Document excerpt:
--- Start ---

HelpTestbed.jl

Exploring options for help in Julia
Popularity
0 Stars
Updated Last
9 Years Ago
Started In
December 2012

HelpTestbed.jl

This package is for exploring options for help in Julia.

Updates

The main idea

The main idea is that everything is decentralized. Nothing needs to be generated when you add a package. Help commands and browser-based help both go looking for help. From the REPL, you could ask for help in several ways:

@help mydataframe["col1"]   # figures out the function name and package based on the function call
@help DataFrames.ref        # lookup by module and keyword name (must be loaded)
@help DataFrames ref        # lookup by package and keyword name
help(DataFrames.ref)        # same but from a function definition 
help("DataFrames", "ref")   # string-based lookups

All of the above end up calling the same function: help("DataFrames", "ref"). The main mapping is by package and then keyword. Keywords would normally be defined for every exported function and type. They could also be used for constants, data sets, vignettes, and documentation sections.

Single-argument help calls might do the following:

@help DataFrames   # does what help() does now then looks for packages and/or modules named "DataFrames"
help("DataFrames")
apropos("DataFrames", "within")   # looks up the keyword within in the DataFrames package 
apropos("within")      # looks up the keyword in base and then all packages 

Help for a package might look for a specific file (like "ModuleName.txt" or "README.md"). @help package could show the given help file, and it could also show help keywords available within the package.

Browser-based help

We could feed web pages to the browser from the Julia webserver. Using live feeds from our own local webserver could allow us to do the following:

  • Common header -- We could splice in a header with links to the Julia home page, github, and more.

  • Cross referencing between packages -- Cross references of the form /foo/bar can be interpretted as package foo and keyword bar.

  • Search bar -- This could be similar to the arguments for @help.

  • On-the fly conversion of Markdown or reStructuredText -- This could be done on the Julia side or in Javascript. (I'm not sure this is wise, but it's possible.)

Package metadata

A key question is when one does @help packagename keyword or clicks a link for /packagename/keyword in the browser, where are the files stored, and what format are they in?

Here's one option that's pretty easy. The doc/_JL_INDEX_ is an indexing file with one row per keyword with the following three pieces of information.

keyword filename one-line description of the module/function/doc/whatever

Here is the start of the _JL_INDEX_ file for RDatasets.jl:

RDatasets  README  A package with datasets originally distributed with R or R add-on packages
BOD  datasets/BOD  Biochemical Oxygen Demand
Formaldehyde  datasets/Formaldehyde  Determination of Formaldehyde
HairEyeColor  datasets/HairEyeColor  Hair and Eye Color of Statistics Students
InsectSprays  datasets/InsectSprays  Effectiveness of Insect Sprays

filename could be looked up by the REPL or the webserver, and multiple formats could be supported. A simple package with just a few functions could have a _JL_INDEX_ file where all keywords point to one README.md file. The one-liner is especially useful for searching with apropos.

--- End ---

Challenges:
(a) List the four features of browser-based help that the HelpTestbed.jl text describes.
(b) According to the HelpTestbed.jl text, what three pieces of information does each row of the doc/_JL_INDEX_ file hold?
(c) Carry on the HelpTestbed.jl text, starting after its final sentence.
The lines after this point come from a separate source.

Dataset section:
--- Start ---

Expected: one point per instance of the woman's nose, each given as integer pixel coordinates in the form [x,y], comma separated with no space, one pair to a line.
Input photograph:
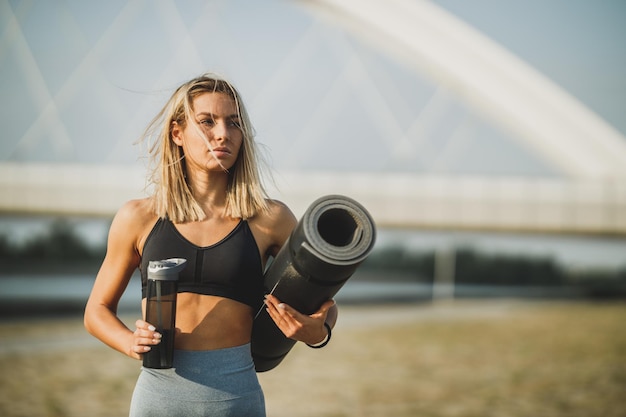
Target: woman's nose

--- End ---

Task responses:
(a)
Common header
Cross referencing between packages
Search bar
On-the-fly conversion of Markdown or reStructuredText

(b) A keyword, a filename, and a one-line description of the module, function, doc, or other item.

(c)
filename could be treated several ways. The extension could be left off, optional, or required. There could also be a bookmark or line number indicator to reference one part of a file.

Testbed

There are many help files stashed in doc/. These were generated from help for the Modelica Standard Library. I chose this example because this library is huge, and because I'm working on a lite version of this for Julia: Sims.jl.

Files were converted from html by pandoc. I also used pandoc to create reStructuredText (in doc/), plain text (in doc/txt), html (in doc/html), and Markdown (in doc/md). The idea is that we can use this as a testbed on a ridiculously large package with help in different formats. Most of the files in this library document multiple objects. Keywords are repeated.

Packages that support this format

Examples

julia> load("HelpTestbed"); using Help

julia> @help sin
Loading help data...
Base.sin(x)

   Compute sine of "x"

julia> @help sin(1)
sin(Real,) at math.jl:86

Base.sin(x)

   Compute sine of "x"

julia> m = Modelica.MyType(1)
MyType(1)

julia> @help sin(m)
sin(MyType,) at /home/tshort/.julia/HelpTestbed/src/HelpTestbed.jl:166

Package `HelpTestbed`,  sin

Miscellaneous trig functions

# Basic trig operations

sin(x::MyType)
cos(x::MyType)

That's it...

Package `HelpTestbed`,  sin

Sine of complex number

Modelica.ComplexMath



Modelica.ComplexMath
====================

Library of complex mathematical functions (e.g., sin, cos) and of
functions operating on copmlex vectors and matrices

-- [long output truncated by hand] --



julia> @help m[1]
ref(MyType,Int64) at /home/tshort/.julia/HelpTestbed/src/HelpTestbed.jl:171

Package `HelpTestbed`,  ref

Referencing for MyType's

# Test help file for referencing MyType's

ref(x::MyType)
ref(x::MyType, a) 
ref(x::MyType, a::Int)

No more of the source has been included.